#### READING TEXT:
---

On September 5th, 1933 on a little farm in the hills of eastern Tennessee, a little girl was born into a poor but hard working and loving family. She was the sixth child of ten born to Ples and Etta Clark. She grew up with her siblings working on the farm, walking to school and to church in their little Rogers Creek community. As the younger children were born it was decided that she would have to quit school to help raise the children so that her parents and older siblings could work the farm.
Her parents must have known even then that their little girl Betty Ross Clark was born to help others. She spent her entire life in service to her family, friends and anyone else who needed a hand.
She married young and she and her first husband moved to Chicago to find work. After just 5 years she would find herself divorced and a single mother to her daughter JoAnn in the big city of Chicago, Illinois. Her family tried to get her to bring her little girl and “come home”. Instead, she stayed and was introduced to the “love of her life” James Clifton Armstrong. I can remember her telling us that “JC” as he was called was kinda brash and rough around the edges, a ladies man in his “zoot suit” like he and his buddies wore. But she must have seen something else inside him because over the next seven years she bore him three sons, Tommy, Gary and Douglas.

---

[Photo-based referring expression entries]

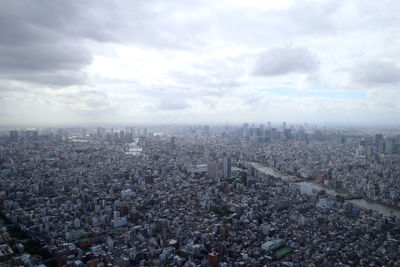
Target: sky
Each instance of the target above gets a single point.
(194, 62)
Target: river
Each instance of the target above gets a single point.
(362, 203)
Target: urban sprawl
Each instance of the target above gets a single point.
(245, 195)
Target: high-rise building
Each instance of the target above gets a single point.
(212, 170)
(14, 136)
(306, 188)
(227, 166)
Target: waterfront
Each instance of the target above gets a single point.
(362, 203)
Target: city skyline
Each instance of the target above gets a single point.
(329, 62)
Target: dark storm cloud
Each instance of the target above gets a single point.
(285, 60)
(37, 45)
(46, 42)
(373, 73)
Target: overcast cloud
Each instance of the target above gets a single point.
(176, 61)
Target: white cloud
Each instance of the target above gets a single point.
(188, 61)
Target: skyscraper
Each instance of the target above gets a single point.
(227, 166)
(212, 170)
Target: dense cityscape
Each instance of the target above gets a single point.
(218, 195)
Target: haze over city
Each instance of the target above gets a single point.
(77, 62)
(226, 133)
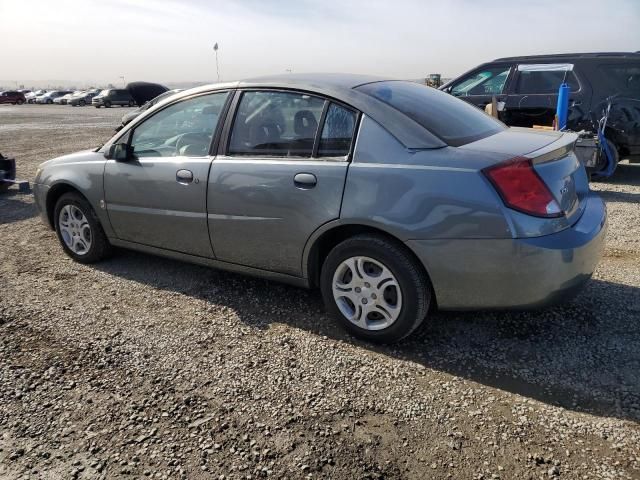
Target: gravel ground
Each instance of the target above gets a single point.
(142, 367)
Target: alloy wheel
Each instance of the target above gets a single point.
(367, 293)
(75, 229)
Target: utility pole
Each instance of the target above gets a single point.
(215, 49)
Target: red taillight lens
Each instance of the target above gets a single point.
(522, 189)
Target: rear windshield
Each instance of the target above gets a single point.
(452, 120)
(624, 78)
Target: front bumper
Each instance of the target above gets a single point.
(515, 273)
(40, 195)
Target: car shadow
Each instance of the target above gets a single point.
(15, 206)
(582, 356)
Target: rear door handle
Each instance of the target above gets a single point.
(184, 176)
(305, 180)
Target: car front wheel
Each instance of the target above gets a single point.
(79, 229)
(375, 288)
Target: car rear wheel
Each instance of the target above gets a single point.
(375, 289)
(79, 230)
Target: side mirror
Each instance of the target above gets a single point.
(120, 152)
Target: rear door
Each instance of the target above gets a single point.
(280, 176)
(533, 96)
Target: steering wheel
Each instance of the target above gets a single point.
(193, 138)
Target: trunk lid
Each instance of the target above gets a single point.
(553, 159)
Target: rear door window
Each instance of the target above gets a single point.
(622, 78)
(277, 124)
(544, 81)
(488, 81)
(450, 119)
(337, 132)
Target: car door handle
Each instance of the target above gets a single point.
(184, 176)
(305, 180)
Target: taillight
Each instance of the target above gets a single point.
(522, 189)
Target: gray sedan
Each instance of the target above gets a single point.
(390, 196)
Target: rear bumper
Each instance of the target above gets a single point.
(515, 273)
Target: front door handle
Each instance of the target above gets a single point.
(305, 180)
(184, 176)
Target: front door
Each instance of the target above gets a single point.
(158, 197)
(282, 177)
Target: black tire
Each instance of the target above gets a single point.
(415, 287)
(100, 247)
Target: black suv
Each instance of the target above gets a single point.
(528, 88)
(113, 96)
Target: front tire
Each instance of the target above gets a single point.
(79, 230)
(375, 288)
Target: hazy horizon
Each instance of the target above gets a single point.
(97, 42)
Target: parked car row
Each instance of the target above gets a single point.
(527, 91)
(95, 96)
(13, 97)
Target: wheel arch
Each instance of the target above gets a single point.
(330, 235)
(54, 193)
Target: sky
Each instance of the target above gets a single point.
(100, 41)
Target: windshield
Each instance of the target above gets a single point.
(452, 120)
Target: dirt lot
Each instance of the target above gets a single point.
(141, 367)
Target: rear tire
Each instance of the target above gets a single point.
(375, 289)
(616, 158)
(79, 230)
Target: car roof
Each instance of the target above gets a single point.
(340, 87)
(575, 56)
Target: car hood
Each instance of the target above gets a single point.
(77, 157)
(144, 91)
(514, 140)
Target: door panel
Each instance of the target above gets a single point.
(158, 197)
(148, 203)
(261, 217)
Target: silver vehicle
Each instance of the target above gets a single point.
(82, 98)
(49, 97)
(390, 196)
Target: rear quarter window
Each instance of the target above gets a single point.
(453, 121)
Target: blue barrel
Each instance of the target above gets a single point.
(562, 109)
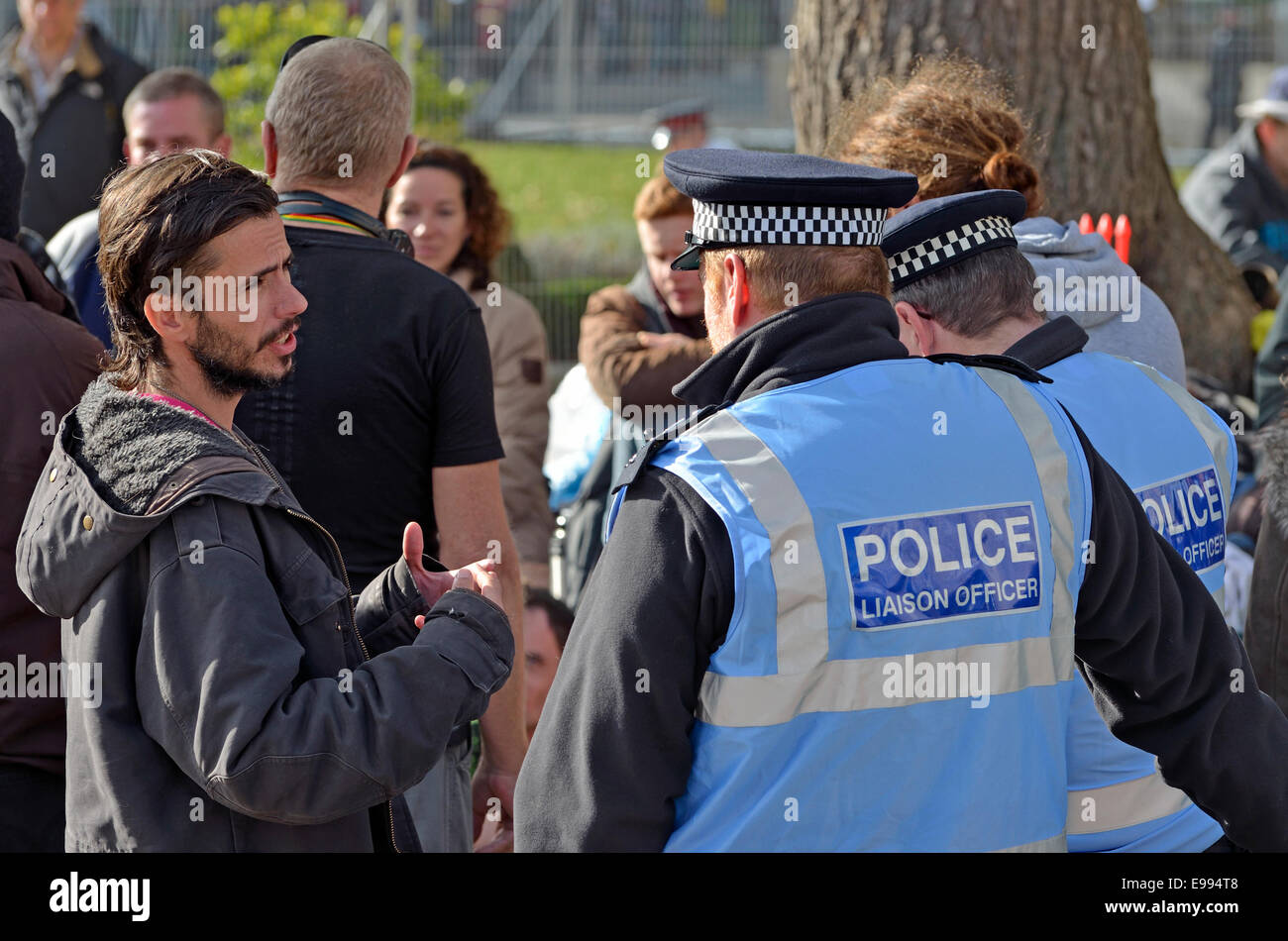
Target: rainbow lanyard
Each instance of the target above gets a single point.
(323, 220)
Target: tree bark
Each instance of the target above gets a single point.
(1091, 111)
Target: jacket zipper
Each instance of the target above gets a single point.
(348, 592)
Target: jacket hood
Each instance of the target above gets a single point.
(98, 494)
(1068, 257)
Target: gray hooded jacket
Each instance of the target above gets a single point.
(1104, 296)
(236, 698)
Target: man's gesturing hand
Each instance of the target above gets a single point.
(480, 575)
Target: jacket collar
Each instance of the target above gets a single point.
(1050, 343)
(86, 60)
(818, 338)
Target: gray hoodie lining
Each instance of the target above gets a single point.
(129, 445)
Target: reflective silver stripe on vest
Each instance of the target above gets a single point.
(1052, 468)
(806, 681)
(854, 685)
(1202, 420)
(777, 502)
(1056, 843)
(1125, 804)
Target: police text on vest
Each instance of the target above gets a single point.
(952, 564)
(1188, 512)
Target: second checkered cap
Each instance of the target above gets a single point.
(755, 197)
(938, 233)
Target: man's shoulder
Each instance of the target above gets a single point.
(327, 258)
(116, 62)
(614, 299)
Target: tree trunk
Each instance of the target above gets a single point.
(1091, 111)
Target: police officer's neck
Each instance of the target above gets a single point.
(360, 198)
(997, 340)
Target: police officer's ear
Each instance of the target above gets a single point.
(403, 159)
(915, 332)
(737, 290)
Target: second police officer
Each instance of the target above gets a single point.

---

#### USING THE INFORMATION:
A – Answer these questions about the life story of Betty Ross Clark:
(i) Of how many children born to Ples and Etta Clark was she, and in what birth order?
(ii) Why was it decided that she would have to quit school?
(iii) What were the names of the three sons she bore James Clifton Armstrong?
B – Write the next part of the life story of Betty Ross Clark, picking up after its final sentence.
The entries have no connection to the life story of Betty Ross Clark.

#### ANSWERS PER TASK:
A –
(i) She was the sixth of ten children.
(ii) She had to help raise the younger children so that her parents and older siblings could work the farm.
(iii) Tommy, Gary and Douglas.

B –
The late sixties was no time to be in Chicago so in the summer of 68’ she and her family moved south, to Apopka, Florida where her husband JC grew up. Never really being “city folks”, Betty and her family loved the small rural setting where they finally bought a house close to Rock Springs.
From 1968 to 1976 life was rolling along as it does for most families, work, kids, school, and lots of Little League. She worked a few different jobs including a few years grading oranges at Plymouth Citrus. JoAnn graduated and got married. Tommy graduated and went to college. And then her world unraveled.
In the summer of 1975 things couldn’t have been going better. Kids were healthy and JC had just got promoted with a company truck. It started like the flu. JC wasn’t feeling well and after weeks he finally went to the doctor and was told he had walking pneumonia and to go home take his medicine and rest. A month or so later, Betty would find out that the original diagnosis was wrong. Her husband had lung cancer and now it had progressed to his brain. Her husband died in January of 1976. She was 42, widowed and still had 2 kids in school.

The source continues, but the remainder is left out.